30 mars 2023
Cour d’appel d’Aix-en-Provence
RG n°
19/12844
Chambre 3-4
COUR D’APPEL D’AIX-EN-PROVENCE
Chambre 3-4
ARRÊT AU FOND
DU 30 MARS 2023
N°2023/72
Rôle N° RG 19/12844 – N° Portalis DBVB-V-B7D-BEXJU
SCI ROMEO
C/
[P] [X]
[M] [Y]
Société MJ [I]
Copie exécutoire délivrée
le :
à :
Me Thierry BENSAUDE
Me Pascal ALIAS
Me Cyril BORGNAT
Me Charles TOLLINCHI
Décision déférée à la Cour :
Jugement du Tribunal de Grande Instance de GRASSE en date du 17 Juin 2019 enregistré au répertoire général sous le n° 16/06488.
APPELANTE
SCI ROMEO, prise en la personne de son représentant légal en exercice, dont le siège est sis [Adresse 5]
représentée par Me Thierry BENSAUDE de la SELARL INTERJURIS FRANCE, avocat au barreau de GRASSE
INTIMEE
Madame [P] [X]
née le [Date naissance 2] 1956 à [Localité 4] (TUNISIE), demeurant [Adresse 5]
représentée par Me Pascal ALIAS, avocat au barreau d’AIX-EN-PROVENCE
PARTIES INTERVENANTES
SELARL MJ [I], représentée par Me [F] [I], mandataire judiciaire, en sa qualité de liquidateur judiciaire de la SCI ROMERO,
représentée par Me Charles TOLLINCHI de la SCP TOLLINCHI PERRET VIGNERON, avocat au barreau d’AIX-EN-PROVENCE
Monsieur [M] [Y],
né le [Date naissance 1] 1954 à [Localité 6] (TUNISIE), demeurant [Adresse 3]
représenté par Me Cyril BORGNAT, avocat au barreau de NICE
*-*-*-*-*
COMPOSITION DE LA COUR
En application des dispositions des articles 804, 806 et 907 du code de procédure civile, l’affaire a été débattue le 14 Février 2023 en audience publique, les avocats ne s’y étant pas opposés, devant :
Madame Anne-Laurence CHALBOS, Président Rapporteur,
et Madame Françoise FILLIOUX, conseiller- rapporteur,
chargés du rapport qui en ont rendu compte dans le délibéré de la cour composée de :
Madame Anne-Laurence CHALBOS, Président, magistrat rapporteur
Madame Françoise PETEL, Conseiller
Madame Françoise FILLIOUX, Conseiller
Greffier lors des débats : Madame Valérie VIOLET.
Les parties ont été avisées que le prononcé de la décision aurait lieu par mise à disposition au greffe le 30 Mars 2023.
ARRÊT
Contradictoire,
Prononcé par mise à disposition au greffe le 30 Mars 2023.
Signé par Madame Anne-Laurence CHALBOS, Président et Madame Valérie VIOLET, greffier auquel la minute de la décision a été remise par le magistrat signataire.
* * *
M. [M] [Y] et Mme [P] [X] sont associés de la SCI Romeo, chacun détenant 50% du capital.
La société a été constituée alors que M. [Y] et Mme [X] étaient mariés sous le régime de la communauté légale.
La SCI a acquis un bien immobilier financé au moyen des apports des époux [Y] [X].
Les comptes de la SCI font apparaître un compte courant d’associé au nom de M. et Mme [Y], d’un montant de 368704,82 euros.
Les époux [Y] [X] ont divorcé en 2014.

_TRAVAIL À FAIRE:_
**1.** Résumez l'extrait étudié en deux phrases.
**2.** D'après l'extrait étudié, quel est le montant du compte courant d'associé qui apparaît dans les comptes de la SCI ?

_DOCUMENTS FOURNIS:_

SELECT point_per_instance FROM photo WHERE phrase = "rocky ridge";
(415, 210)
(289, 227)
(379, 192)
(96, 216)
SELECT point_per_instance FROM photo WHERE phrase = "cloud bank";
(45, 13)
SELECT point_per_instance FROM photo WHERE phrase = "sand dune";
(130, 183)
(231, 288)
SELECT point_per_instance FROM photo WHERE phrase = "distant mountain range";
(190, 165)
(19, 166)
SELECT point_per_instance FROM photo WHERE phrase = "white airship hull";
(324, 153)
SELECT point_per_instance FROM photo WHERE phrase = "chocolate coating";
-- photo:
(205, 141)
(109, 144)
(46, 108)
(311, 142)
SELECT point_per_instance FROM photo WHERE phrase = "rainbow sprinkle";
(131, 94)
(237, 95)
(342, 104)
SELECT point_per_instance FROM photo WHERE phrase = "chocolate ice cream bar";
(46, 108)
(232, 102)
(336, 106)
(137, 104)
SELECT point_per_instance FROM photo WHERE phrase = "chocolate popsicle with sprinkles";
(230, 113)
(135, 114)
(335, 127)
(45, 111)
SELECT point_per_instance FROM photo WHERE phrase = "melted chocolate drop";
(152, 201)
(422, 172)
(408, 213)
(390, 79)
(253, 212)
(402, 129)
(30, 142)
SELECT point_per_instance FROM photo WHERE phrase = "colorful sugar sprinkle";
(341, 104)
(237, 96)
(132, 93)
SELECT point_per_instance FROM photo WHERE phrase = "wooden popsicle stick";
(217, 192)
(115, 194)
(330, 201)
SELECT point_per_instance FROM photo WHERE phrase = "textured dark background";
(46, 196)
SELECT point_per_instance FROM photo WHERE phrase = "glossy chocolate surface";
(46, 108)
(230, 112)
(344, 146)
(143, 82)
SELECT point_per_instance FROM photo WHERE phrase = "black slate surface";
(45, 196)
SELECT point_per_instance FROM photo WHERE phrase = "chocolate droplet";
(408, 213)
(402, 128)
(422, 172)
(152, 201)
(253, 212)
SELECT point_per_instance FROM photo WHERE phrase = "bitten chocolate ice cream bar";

_ÉLÉMENTS DE CORRECTION:_
**1.** Il s'agit d'un arrêt au fond rendu le 30 mars 2023 par la cour d'appel d'Aix-en-Provence sur l'appel de la SCI Romeo contre un jugement du tribunal de grande instance de Grasse du 17 juin 2019. Les deux associés de cette SCI, qui en détiennent chacun 50 % du capital et l'ont constituée alors qu'ils étaient mariés sous le régime de la communauté légale, ont financé par leurs apports l'achat d'un bien immobilier et ont divorcé en 2014.

**2.** 368704,82 euros.